> _AUFGABEN UND ÜBUNGEN_
1: Zähle alle realen Personen auf, die die Theaterbesprechung als Autor, Regisseur oder Schauspieler nennt. Rollennamen der Figuren gehören nicht dazu.
2: Schreibe die Theaterbesprechung im selben Stil weiter. Beginne unmittelbar nach ihrem letzten Satz.

> _VORGEGEBENER TEXT_
────

Das 1922 uraufgeführte Stück des Arztes Schönherr ist hochaktuell, auch das Thema „Wissenschaft und Ethik“ kommt darin zur Sprache. Ein Arzt und Vererbungsforscher, der an Tbc leidet und seine schwangere Frau sind die Hauptpersonen, unsichtbar dabei ist „Es“, das Kind im Mutterleib.

Um die Vererbung seiner Krankheit zu verhindern, aber auch um seine Reputation als Wissenschaftler zu retten, nimmt der Arzt gegen den Willen seiner Frau eine Abtreibung vor, die ihn letztlich seelisch genauso belastet wie die um ihr Kind gebrachte Mutter. Diese wäre bereit gewesen, ein krank geborenes Kind zu betreuen, denn „wo Schwaches und Krankes ist, da tun sich Herzen auf und werden Hände hilfsbereit“.

In der Regie von Klaus Rohrmoser bieten Judith Keller als Frau Maria und Markus Stolberg als Dr. Paul Reinisch trotz mancher Klippen überzeugende Leistungen.

Eine Uraufführung und eine österreichische Erstaufführung umranden sozusagen das Schönherr- Drama: „Fleisch und Rlut“ des Tiroler Autors Lothar Greger wendet sich vor allem gegen den Fließbandtod der Schlachttiere. Selbst im bäuerlichen Milieu aufgewachsen und in der Bio-Landwirtschaft tätig, plädiert Greger für einen würdevollen Umgang mit Tieren, weil „der Mensch ein Stück seiner eigenen Würde zurückgewinnt, wenn er Tiere und Natur auch würdig behandelt, anstatt sie auszubeuten“. Dieses Anliegen läßt sich allerdings dramatisch schwer umsetzen.

────

Einträge des Datensatzes

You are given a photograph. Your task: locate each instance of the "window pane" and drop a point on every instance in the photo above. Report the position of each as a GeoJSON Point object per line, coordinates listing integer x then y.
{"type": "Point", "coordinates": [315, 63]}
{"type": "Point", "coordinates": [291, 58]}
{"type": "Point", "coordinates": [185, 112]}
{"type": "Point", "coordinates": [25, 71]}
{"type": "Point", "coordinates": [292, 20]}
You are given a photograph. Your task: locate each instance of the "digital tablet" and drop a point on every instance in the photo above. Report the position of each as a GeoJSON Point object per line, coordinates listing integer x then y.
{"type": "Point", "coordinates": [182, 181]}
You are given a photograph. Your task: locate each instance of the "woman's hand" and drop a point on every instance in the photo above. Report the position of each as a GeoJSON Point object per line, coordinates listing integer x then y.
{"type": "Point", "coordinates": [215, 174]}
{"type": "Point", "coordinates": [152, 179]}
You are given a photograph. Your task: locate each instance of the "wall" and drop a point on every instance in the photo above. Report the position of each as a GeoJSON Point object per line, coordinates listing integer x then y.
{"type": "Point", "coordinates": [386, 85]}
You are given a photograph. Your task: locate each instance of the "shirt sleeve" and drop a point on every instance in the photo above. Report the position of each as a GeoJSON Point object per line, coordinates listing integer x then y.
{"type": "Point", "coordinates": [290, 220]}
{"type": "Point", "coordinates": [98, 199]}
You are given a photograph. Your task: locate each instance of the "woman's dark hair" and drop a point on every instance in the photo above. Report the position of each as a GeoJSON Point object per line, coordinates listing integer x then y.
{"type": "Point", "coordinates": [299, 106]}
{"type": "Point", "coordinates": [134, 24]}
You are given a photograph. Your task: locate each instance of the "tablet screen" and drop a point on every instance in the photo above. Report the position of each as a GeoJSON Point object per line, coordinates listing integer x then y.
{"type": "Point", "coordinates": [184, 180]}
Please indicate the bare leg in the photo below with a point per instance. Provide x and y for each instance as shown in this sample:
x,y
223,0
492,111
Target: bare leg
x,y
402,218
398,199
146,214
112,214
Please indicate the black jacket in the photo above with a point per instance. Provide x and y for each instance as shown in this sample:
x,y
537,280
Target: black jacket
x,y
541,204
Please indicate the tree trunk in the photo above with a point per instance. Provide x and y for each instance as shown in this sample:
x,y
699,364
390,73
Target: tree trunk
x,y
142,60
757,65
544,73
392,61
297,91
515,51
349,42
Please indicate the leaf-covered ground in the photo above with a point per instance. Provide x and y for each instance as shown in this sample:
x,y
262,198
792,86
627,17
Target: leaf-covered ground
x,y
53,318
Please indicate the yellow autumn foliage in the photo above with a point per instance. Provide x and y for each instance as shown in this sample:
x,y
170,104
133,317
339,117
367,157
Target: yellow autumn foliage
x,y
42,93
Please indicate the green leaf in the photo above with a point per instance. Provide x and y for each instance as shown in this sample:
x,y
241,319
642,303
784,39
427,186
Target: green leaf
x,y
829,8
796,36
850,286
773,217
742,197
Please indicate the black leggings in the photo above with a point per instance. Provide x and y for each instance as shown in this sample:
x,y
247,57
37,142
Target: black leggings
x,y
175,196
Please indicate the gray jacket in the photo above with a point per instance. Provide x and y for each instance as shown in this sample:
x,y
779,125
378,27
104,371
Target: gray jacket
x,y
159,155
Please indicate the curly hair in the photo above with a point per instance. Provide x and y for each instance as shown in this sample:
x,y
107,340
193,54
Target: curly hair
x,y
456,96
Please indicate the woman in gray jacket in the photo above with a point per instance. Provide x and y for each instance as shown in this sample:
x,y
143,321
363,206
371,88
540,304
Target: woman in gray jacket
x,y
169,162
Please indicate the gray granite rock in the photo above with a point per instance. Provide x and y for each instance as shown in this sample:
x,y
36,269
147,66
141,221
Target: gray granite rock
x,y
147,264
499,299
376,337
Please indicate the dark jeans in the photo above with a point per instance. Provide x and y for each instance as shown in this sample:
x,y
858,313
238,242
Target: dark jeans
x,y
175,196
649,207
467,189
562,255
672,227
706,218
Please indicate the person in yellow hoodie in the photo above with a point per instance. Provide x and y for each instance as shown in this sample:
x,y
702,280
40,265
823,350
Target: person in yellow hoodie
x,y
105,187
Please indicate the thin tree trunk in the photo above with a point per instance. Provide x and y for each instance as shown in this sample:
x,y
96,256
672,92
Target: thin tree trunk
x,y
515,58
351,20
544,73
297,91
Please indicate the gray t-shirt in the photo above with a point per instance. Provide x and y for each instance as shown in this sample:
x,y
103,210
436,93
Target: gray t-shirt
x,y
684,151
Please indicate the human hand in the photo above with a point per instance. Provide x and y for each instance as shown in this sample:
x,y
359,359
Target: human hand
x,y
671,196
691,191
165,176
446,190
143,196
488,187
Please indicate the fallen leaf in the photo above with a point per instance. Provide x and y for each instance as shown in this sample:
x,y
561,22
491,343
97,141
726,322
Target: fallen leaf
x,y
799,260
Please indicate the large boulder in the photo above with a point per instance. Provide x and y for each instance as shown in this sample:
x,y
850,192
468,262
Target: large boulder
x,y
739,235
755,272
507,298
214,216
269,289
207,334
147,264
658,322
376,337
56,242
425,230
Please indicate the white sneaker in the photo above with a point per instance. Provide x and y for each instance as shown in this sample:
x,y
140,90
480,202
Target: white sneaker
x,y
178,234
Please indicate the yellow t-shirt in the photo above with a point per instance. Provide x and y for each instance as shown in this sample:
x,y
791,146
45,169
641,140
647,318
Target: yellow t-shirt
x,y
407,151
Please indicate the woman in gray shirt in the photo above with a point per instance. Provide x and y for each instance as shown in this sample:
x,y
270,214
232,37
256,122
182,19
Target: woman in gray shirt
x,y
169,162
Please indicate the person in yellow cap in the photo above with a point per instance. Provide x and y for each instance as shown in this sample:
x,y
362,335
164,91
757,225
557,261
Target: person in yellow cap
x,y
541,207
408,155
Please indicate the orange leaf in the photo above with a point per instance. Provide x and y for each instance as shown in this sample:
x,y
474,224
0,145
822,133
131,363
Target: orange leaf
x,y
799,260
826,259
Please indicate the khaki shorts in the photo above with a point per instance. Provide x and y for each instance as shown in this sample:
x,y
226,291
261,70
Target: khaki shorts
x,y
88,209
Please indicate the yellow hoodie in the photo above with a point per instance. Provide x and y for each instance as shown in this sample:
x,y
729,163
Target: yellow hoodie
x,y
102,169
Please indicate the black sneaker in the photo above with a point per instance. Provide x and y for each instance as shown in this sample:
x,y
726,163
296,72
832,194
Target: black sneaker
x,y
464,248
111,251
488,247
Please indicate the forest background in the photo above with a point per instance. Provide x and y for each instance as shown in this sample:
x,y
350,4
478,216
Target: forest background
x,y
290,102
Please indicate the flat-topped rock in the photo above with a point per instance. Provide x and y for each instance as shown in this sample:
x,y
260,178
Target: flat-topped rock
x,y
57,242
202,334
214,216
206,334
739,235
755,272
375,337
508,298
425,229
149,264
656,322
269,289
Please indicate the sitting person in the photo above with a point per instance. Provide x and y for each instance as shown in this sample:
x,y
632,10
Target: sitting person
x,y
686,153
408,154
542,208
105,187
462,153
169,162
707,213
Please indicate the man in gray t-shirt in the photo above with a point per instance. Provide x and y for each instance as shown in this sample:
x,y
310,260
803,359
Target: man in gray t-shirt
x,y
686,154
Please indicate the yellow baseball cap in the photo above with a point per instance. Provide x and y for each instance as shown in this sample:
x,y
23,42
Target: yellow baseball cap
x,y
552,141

────

> _LÖSUNGEN DER AUFGABEN_
1: Schönherr, Klaus Rohrmoser, Judith Keller, Markus Stolberg, Lothar Greger

2:
Wesentlich publikumswirksamer ist da schon „Da Franzos in Ötz“ des Schweizers Thomas Hürlimann. Die Komödie um Napoleons Schlachtenmaler Foulon geht auf einen Schwank aus dem Jahre 1824 zurück und stieß schon in der Schweiz auf viel Begeisterung. Die Tiroler Version läßt an Deftig-Komödiantischem nichts zu wünschen übrig. Dafür sorgt nicht zuletzt der urige Hans Brenner. Und Regisseurin Ruth Drexel meinte: „Das Stück ist auch ein Märchen, eine Zeitreise, nicht exakt ans Historische gebunden, ein Spektakel und ein Mysterienspiel zugleich …“. Das Spektakel im malerischen Zobelanger ist geglückt.